United States v. Feauto
146 F. Supp. 3d 1022
N.D. Iowa2015Background
- Defendant Randy Feauto pleaded guilty to methamphetamine and firearms offenses and was subject to a statutory mandatory minimum of 240 months. At original sentencing the court granted the government's § 5K1.1/§ 3553(e) motion for substantial assistance and imposed 132 months.
- The Sentencing Commission adopted Amendment 782 ("drugs minus two"), lowering drug offense base offense levels by two and made it retroactive; U.S.S.G. § 1B1.10(c) instructs how to apply retroactive amendments where a defendant previously received a substantial-assistance reduction, treating the amended guideline range without regard to § 5G1.1 (mandatory-minimum overrides).
- On § 3582(c)(2) motion consideration, Feauto’s amended guideline range (post-Amendment 782) would be below his statutory mandatory minimum; application of § 1B1.10(c) could produce a lower resentencing starting point than the mandatory minimum and produce a larger net reduction than originally received.
- The parties and amicus urged that § 1B1.10(c) allows resentencing below the statutory minimum where the government previously filed a substantial-assistance motion; the court invited briefing and issued a tentative opinion before final ruling.
- The district court examined whether the Commission’s policy statement and its implementation of Amendment 782 exceed statutory authority or violate non-delegation/separation-of-powers principles, and whether statutes (§ 3553(e), § 3582(c)(2), § 994(u)) supply authorization.

— Direction 1 —
Write out the records from their first line through the line containing "[[[491,415],[491,443],[546,443],[546,415]]]", both included, without any change.

— Data —
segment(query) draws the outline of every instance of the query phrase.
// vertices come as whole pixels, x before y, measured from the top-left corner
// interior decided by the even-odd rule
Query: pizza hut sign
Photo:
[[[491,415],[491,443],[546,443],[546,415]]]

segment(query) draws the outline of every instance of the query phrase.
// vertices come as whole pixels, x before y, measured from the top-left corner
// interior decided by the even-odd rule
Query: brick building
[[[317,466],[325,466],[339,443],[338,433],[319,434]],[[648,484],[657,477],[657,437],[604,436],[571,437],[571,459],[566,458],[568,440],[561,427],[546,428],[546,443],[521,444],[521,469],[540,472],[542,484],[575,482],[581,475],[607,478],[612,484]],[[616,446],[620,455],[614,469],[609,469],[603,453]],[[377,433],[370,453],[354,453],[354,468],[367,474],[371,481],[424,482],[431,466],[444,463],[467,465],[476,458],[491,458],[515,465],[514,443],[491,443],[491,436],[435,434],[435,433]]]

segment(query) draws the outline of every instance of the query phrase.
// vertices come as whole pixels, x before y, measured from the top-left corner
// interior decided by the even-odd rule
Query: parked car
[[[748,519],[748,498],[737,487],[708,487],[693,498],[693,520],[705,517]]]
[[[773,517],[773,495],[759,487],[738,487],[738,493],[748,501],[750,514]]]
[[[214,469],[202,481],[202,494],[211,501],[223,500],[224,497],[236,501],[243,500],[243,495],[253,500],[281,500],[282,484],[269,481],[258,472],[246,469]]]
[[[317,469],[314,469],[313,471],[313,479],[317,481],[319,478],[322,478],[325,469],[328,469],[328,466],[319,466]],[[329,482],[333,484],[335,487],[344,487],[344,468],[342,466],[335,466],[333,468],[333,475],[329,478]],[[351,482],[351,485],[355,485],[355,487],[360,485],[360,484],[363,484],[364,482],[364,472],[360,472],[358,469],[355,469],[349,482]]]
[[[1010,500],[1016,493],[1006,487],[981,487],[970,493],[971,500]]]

— Direction 2 —
Return, word for word, the part of the case summary that opens with the words "- The parties" and closes with "before final ruling.".

— Final result 1 —
segment(query) draws the outline of every instance of the query phrase.
// vertices come as whole pixels, x before y, measured from the top-left corner
// interior decided by the even-odd rule
Query: pizza hut sign
Photo:
[[[491,415],[491,443],[546,443],[546,415]]]

— Final result 2 —
- The parties and amicus urged that § 1B1.10(c) allows resentencing below the statutory minimum where the government previously filed a substantial-assistance motion; the court invited briefing and issued a tentative opinion before final ruling.